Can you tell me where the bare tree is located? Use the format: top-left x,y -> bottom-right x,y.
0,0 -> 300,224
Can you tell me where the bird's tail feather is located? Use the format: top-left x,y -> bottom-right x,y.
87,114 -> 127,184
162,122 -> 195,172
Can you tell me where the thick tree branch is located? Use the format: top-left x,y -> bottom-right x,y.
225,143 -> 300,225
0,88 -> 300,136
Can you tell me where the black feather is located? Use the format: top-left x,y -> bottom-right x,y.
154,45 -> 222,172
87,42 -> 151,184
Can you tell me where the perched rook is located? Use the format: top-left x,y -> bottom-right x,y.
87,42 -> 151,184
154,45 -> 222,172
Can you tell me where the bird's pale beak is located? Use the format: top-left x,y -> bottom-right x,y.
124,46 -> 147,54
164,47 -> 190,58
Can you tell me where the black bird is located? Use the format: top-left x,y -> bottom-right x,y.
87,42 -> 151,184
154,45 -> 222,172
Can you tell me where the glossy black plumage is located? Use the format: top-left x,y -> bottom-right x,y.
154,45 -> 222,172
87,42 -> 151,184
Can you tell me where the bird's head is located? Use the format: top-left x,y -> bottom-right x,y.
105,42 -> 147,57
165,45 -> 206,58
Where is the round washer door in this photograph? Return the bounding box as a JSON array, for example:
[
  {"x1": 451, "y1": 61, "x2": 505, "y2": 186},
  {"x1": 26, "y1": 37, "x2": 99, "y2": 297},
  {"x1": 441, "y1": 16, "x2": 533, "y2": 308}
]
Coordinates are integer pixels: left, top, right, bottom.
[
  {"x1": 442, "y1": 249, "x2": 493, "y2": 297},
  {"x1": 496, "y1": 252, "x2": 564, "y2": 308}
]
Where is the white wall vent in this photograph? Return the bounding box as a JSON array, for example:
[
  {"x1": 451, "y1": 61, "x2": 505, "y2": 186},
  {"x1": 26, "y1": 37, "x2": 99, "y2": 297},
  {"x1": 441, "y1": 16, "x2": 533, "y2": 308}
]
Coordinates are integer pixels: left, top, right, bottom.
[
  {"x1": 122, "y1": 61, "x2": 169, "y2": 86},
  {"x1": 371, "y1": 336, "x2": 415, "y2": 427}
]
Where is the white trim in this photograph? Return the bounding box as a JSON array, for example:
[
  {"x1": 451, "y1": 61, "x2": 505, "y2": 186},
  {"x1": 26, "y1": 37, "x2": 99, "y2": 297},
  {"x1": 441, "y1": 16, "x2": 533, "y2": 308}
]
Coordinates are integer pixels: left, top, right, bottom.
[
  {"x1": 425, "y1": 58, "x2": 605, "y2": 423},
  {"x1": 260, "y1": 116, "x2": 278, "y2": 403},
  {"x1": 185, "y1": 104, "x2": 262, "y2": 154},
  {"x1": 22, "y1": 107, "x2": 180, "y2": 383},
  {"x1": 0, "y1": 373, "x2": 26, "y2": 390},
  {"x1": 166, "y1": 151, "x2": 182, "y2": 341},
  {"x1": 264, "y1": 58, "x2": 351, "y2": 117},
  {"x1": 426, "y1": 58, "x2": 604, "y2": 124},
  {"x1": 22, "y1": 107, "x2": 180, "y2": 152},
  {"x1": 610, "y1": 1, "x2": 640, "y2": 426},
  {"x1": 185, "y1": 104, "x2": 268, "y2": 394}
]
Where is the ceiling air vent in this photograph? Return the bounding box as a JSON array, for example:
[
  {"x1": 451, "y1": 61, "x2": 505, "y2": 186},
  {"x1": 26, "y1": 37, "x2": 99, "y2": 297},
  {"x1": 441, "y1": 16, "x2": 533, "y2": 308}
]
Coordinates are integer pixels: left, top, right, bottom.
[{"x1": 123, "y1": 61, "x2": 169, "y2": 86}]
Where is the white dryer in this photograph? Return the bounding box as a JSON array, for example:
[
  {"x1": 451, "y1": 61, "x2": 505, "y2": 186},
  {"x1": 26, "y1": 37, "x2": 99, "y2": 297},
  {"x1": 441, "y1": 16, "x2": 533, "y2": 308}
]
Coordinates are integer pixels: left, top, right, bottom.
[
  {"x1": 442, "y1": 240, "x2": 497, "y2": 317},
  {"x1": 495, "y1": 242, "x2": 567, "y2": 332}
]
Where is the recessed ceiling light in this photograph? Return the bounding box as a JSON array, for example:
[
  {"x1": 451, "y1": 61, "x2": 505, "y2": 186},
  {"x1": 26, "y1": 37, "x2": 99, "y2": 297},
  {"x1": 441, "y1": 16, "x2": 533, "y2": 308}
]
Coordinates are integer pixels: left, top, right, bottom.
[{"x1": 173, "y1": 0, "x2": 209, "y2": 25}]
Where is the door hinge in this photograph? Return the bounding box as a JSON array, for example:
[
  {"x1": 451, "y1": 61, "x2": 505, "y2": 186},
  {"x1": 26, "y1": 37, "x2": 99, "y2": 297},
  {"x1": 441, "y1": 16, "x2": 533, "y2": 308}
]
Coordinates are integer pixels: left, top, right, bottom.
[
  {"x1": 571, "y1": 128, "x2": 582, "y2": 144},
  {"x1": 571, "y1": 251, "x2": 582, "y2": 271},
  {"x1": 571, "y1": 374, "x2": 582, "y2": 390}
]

What is required: Go through the listing above and restate it word for word.

Written solution:
Can you tell me where the bare tree is located? Use the format: top-left x,y -> bottom-right x,y.
0,0 -> 300,224
Can you tell me where the bird's tail feather is located? Use the format: top-left x,y -> bottom-right x,y.
87,114 -> 127,184
162,122 -> 195,172
Can you tell me where the thick tree branch is located? Use the format: top-left x,y -> bottom-right x,y.
225,143 -> 300,225
0,88 -> 300,136
Can you tell me where the black feather is located? Use the format: top-left x,y -> bottom-right x,y.
154,45 -> 222,172
87,42 -> 151,184
Can you tell me where the perched rook is located? Use the format: top-left x,y -> bottom-right x,y.
87,42 -> 151,184
154,45 -> 222,172
Can you tell me where the bird's pale beak is located? Use the format: top-left x,y -> bottom-right x,y.
124,46 -> 147,54
164,47 -> 190,58
Can you tell me where the black bird is located? Use the format: top-left x,y -> bottom-right x,y.
87,42 -> 151,184
154,45 -> 222,172
Can you tell me where the glossy black plumage is located? Use the format: top-left x,y -> bottom-right x,y.
154,45 -> 222,172
87,42 -> 151,184
Can you tell me where the bird's head is located? Use the format: top-left x,y -> bottom-right x,y.
105,42 -> 147,57
165,45 -> 206,58
Where is the round washer door in this photograph? Return the bounding box as a JSON array, for example:
[
  {"x1": 451, "y1": 61, "x2": 505, "y2": 186},
  {"x1": 26, "y1": 37, "x2": 99, "y2": 297},
  {"x1": 441, "y1": 16, "x2": 533, "y2": 308}
]
Coordinates are integer pixels: left, top, right, bottom.
[
  {"x1": 442, "y1": 249, "x2": 493, "y2": 297},
  {"x1": 496, "y1": 252, "x2": 564, "y2": 308}
]
Where is the white wall vent in this photograph? Return the bounding box as a JSON array, for example:
[
  {"x1": 451, "y1": 61, "x2": 505, "y2": 186},
  {"x1": 26, "y1": 37, "x2": 99, "y2": 297},
  {"x1": 441, "y1": 16, "x2": 533, "y2": 308}
]
Coordinates are integer pixels: left, top, right, bottom.
[
  {"x1": 122, "y1": 61, "x2": 169, "y2": 86},
  {"x1": 371, "y1": 336, "x2": 415, "y2": 427}
]
Where is the white trim in this photograph? Return the bounding box as a JSON array, for example:
[
  {"x1": 451, "y1": 61, "x2": 505, "y2": 186},
  {"x1": 26, "y1": 37, "x2": 99, "y2": 297},
  {"x1": 441, "y1": 16, "x2": 533, "y2": 308}
]
Coordinates are integer pixels: left, top, right, bottom.
[
  {"x1": 425, "y1": 58, "x2": 605, "y2": 423},
  {"x1": 260, "y1": 116, "x2": 278, "y2": 403},
  {"x1": 185, "y1": 104, "x2": 262, "y2": 154},
  {"x1": 22, "y1": 107, "x2": 180, "y2": 383},
  {"x1": 0, "y1": 373, "x2": 26, "y2": 390},
  {"x1": 166, "y1": 151, "x2": 182, "y2": 341},
  {"x1": 264, "y1": 58, "x2": 351, "y2": 117},
  {"x1": 426, "y1": 58, "x2": 604, "y2": 124},
  {"x1": 22, "y1": 107, "x2": 180, "y2": 152},
  {"x1": 610, "y1": 1, "x2": 640, "y2": 426},
  {"x1": 185, "y1": 104, "x2": 268, "y2": 394}
]
Where is the ceiling air vent in this photograph? Return the bounding box as a JSON array, for example:
[
  {"x1": 451, "y1": 61, "x2": 505, "y2": 186},
  {"x1": 26, "y1": 37, "x2": 99, "y2": 297},
  {"x1": 441, "y1": 16, "x2": 533, "y2": 308}
]
Coordinates are integer pixels: left, top, right, bottom.
[{"x1": 123, "y1": 61, "x2": 169, "y2": 86}]
Where is the white dryer in this photograph? Return the bounding box as a JSON array, for example:
[
  {"x1": 451, "y1": 61, "x2": 505, "y2": 186},
  {"x1": 26, "y1": 37, "x2": 99, "y2": 297},
  {"x1": 441, "y1": 16, "x2": 533, "y2": 308}
]
Coordinates are integer pixels: left, top, right, bottom.
[
  {"x1": 442, "y1": 240, "x2": 497, "y2": 317},
  {"x1": 495, "y1": 242, "x2": 567, "y2": 332}
]
Where is the recessed ceiling light in this photograph? Return the bounding box as a JSON array, for example:
[
  {"x1": 451, "y1": 61, "x2": 505, "y2": 186},
  {"x1": 26, "y1": 37, "x2": 99, "y2": 297},
  {"x1": 441, "y1": 16, "x2": 533, "y2": 308}
]
Coordinates are integer pixels: left, top, right, bottom.
[{"x1": 173, "y1": 0, "x2": 209, "y2": 25}]
Where is the door hinge in this photograph? Return the bounding box as a JSON array, for example:
[
  {"x1": 451, "y1": 61, "x2": 505, "y2": 186},
  {"x1": 26, "y1": 37, "x2": 99, "y2": 297},
  {"x1": 441, "y1": 16, "x2": 533, "y2": 308}
]
Coordinates are integer pixels: left, top, right, bottom.
[
  {"x1": 571, "y1": 128, "x2": 582, "y2": 144},
  {"x1": 571, "y1": 251, "x2": 582, "y2": 271},
  {"x1": 571, "y1": 374, "x2": 582, "y2": 390}
]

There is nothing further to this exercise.